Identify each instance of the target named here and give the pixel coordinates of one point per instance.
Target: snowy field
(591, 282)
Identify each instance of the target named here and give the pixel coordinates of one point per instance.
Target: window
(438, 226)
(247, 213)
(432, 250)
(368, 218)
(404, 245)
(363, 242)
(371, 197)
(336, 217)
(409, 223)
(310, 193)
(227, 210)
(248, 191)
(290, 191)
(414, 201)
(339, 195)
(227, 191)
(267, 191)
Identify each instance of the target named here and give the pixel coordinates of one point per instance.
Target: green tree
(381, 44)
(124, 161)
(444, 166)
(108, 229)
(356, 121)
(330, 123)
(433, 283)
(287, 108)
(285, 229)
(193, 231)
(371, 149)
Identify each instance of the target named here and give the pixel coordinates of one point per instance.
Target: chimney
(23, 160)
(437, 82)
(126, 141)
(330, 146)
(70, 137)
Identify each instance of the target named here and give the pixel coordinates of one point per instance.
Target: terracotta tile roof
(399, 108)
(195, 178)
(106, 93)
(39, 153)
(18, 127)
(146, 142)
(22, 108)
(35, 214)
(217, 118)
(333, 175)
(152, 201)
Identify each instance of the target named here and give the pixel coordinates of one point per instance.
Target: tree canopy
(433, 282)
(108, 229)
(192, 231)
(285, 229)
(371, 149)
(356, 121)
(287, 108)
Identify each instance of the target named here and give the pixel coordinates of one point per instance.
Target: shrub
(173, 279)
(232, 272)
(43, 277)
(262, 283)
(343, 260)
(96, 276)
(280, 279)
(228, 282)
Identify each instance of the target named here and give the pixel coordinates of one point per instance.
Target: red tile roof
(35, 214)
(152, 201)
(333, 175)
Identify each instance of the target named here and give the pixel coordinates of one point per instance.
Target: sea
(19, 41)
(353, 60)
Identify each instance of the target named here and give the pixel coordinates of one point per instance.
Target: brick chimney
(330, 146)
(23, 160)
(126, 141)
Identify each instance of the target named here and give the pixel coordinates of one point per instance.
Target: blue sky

What this task involves ->
Would you reproduce the material above in full, exactly as given?

Solution ->
Identify each instance of the target named here and give the pixel coordinates of one point per instance.
Target: snowy field
(591, 282)
Identify each instance of the target named here and give the pixel coordinates of one point per instance.
Target: window
(438, 226)
(247, 213)
(432, 250)
(368, 218)
(404, 245)
(363, 242)
(371, 197)
(336, 217)
(409, 223)
(310, 193)
(227, 210)
(248, 191)
(290, 191)
(414, 201)
(339, 195)
(227, 191)
(267, 191)
Identify each instance of the target named here and give the pixel coordinates of one point per instance.
Target: green tree
(381, 44)
(124, 161)
(444, 166)
(108, 229)
(356, 121)
(330, 123)
(433, 283)
(287, 108)
(285, 229)
(193, 231)
(371, 149)
Identify each instance of the target named here and give the pixel coordinates of one point per instance.
Target: chimney
(23, 160)
(437, 82)
(126, 141)
(330, 146)
(70, 137)
Identify each instance of the target named here and give the pixel coordinates of one point per instance.
Target: terracotta tile roof
(399, 108)
(195, 178)
(106, 93)
(39, 153)
(18, 127)
(146, 142)
(22, 108)
(35, 214)
(217, 118)
(333, 175)
(152, 201)
Identify each instance of the target named here and give the pixel coordinates of one point per instance.
Target: tree canopy
(433, 282)
(108, 229)
(192, 231)
(285, 229)
(371, 149)
(356, 121)
(287, 108)
Identify each instance of the target named here and give the pixel coordinates of one point per instance.
Target: shrub
(173, 279)
(232, 272)
(43, 277)
(262, 283)
(343, 260)
(96, 276)
(280, 279)
(228, 282)
Identify each instance of the target named here and give the pixel coordinates of one point per instance.
Target: red tile roof
(35, 214)
(152, 201)
(333, 175)
Identify each instance of the target named here and give the pixel coordinates of one point per instance.
Target: sea
(19, 41)
(353, 60)
Identify each instance of the target named here and give the pixel coordinates of one point per instance.
Target: brick chimney
(330, 146)
(23, 160)
(126, 141)
Identify each instance of the target named here and give the pixel coordinates of one point per instance.
Target: blue sky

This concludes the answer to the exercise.